[Opening Extracted information section]

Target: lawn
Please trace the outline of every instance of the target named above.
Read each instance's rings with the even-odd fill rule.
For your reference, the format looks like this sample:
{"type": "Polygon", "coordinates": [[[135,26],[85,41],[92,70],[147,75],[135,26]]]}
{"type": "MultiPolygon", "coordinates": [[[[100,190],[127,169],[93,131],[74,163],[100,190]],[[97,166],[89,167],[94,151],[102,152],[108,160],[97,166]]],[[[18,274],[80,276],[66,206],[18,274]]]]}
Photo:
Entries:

[Closing Extracted information section]

What is needed is a faithful transcription of every entry.

Target: lawn
Please trace the outline of every instance of the target named above.
Read each instance's rings with the even-odd fill rule.
For your reference, the format looks like this sample:
{"type": "Polygon", "coordinates": [[[135,26],[85,41],[92,70],[147,75],[135,26]]]}
{"type": "MultiPolygon", "coordinates": [[[[100,190],[127,169],[93,131],[74,163],[100,190]],[[97,166],[89,167],[94,151],[102,152],[108,160],[97,166]]],[[[18,274],[80,276],[66,206],[18,274]]]]}
Photo:
Entries:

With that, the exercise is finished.